**What the exercise asks:** Add 100 to each coordinate value in the points, covering the lines of the listing from the line containing "heart drawn on" through the end of the listing. Write out all of those lines, keeping every other line unchanged.

Point labeling dataset excerpts:
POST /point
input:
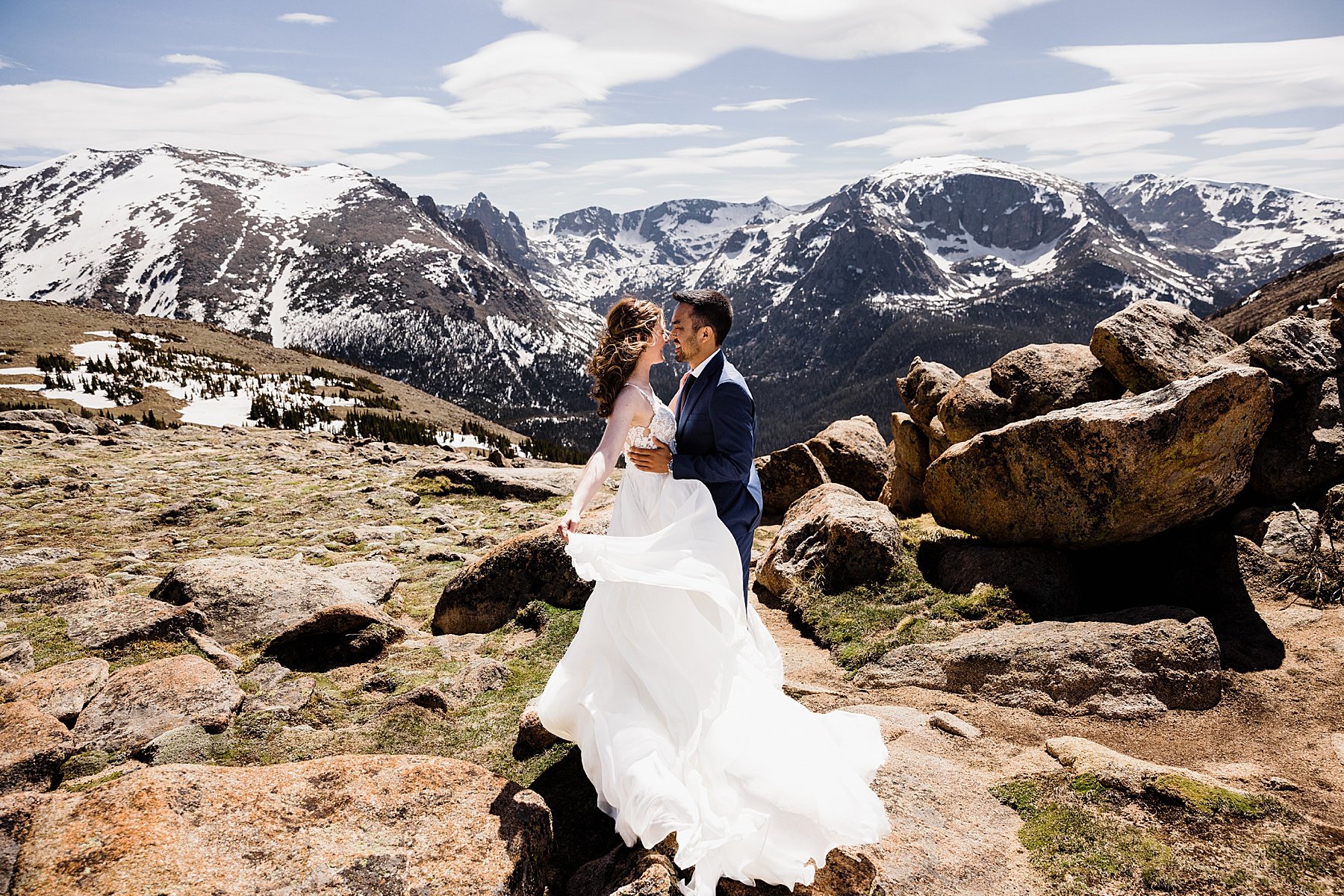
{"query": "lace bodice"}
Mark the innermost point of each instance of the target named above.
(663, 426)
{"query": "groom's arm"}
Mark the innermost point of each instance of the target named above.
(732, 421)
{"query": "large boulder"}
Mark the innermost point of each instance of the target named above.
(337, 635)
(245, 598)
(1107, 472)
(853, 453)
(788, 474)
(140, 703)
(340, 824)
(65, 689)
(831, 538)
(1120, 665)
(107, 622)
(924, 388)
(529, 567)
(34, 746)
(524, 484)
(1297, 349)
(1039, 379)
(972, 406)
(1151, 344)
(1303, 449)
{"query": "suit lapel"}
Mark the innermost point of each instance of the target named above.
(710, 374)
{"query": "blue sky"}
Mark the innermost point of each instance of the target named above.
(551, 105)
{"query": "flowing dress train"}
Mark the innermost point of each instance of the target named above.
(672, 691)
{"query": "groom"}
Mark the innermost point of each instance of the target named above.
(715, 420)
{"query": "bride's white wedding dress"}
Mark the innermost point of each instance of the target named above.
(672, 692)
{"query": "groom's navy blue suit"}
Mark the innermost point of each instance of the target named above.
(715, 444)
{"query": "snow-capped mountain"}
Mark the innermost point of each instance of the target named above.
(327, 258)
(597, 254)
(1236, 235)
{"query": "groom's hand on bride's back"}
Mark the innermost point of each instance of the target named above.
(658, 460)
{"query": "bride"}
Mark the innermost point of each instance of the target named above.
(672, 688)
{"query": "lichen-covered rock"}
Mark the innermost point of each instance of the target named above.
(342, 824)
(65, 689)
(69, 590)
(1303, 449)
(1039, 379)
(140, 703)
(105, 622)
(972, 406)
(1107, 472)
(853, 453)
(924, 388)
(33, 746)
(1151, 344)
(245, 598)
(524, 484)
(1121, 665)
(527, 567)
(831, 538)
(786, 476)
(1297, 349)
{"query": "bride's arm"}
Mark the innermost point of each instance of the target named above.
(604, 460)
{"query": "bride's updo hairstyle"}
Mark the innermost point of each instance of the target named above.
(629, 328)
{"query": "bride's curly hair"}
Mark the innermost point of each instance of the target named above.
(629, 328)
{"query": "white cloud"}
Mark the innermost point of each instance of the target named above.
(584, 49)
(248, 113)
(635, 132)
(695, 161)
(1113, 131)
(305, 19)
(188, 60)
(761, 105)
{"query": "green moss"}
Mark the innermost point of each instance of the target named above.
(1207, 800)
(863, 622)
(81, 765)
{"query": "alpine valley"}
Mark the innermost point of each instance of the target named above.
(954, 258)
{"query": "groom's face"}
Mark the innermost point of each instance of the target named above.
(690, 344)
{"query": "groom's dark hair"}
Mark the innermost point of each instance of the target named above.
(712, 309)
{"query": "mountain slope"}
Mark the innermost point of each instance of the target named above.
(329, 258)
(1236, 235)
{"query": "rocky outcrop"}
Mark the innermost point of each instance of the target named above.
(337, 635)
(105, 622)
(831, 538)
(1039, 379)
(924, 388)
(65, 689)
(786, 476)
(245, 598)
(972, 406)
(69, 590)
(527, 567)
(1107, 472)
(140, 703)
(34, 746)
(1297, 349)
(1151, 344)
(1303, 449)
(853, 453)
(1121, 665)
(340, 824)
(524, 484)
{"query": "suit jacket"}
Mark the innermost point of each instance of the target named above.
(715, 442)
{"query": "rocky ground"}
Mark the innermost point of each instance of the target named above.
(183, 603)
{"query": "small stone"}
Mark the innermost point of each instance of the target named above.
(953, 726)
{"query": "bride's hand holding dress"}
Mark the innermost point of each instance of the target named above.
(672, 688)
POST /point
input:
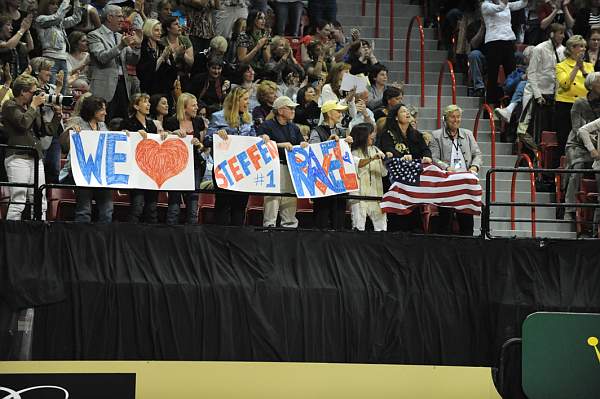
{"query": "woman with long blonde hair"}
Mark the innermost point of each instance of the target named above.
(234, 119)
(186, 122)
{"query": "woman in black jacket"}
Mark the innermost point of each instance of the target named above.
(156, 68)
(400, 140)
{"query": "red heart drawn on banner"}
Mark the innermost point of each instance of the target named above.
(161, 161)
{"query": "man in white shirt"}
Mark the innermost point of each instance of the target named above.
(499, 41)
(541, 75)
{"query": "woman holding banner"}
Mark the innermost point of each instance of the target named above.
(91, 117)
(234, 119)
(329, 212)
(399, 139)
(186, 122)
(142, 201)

**Complete answer:**
{"query": "red heart drawn on banner"}
Mark the innermost point of each instance of the target named above.
(261, 261)
{"query": "man in white shirt"}
Mark the innermost point of each instance of the target named above.
(599, 141)
(641, 175)
{"query": "woman holding banner"}
Mark the innermost point of each instance of the target named above.
(191, 217)
(334, 219)
(429, 312)
(499, 239)
(286, 222)
(242, 301)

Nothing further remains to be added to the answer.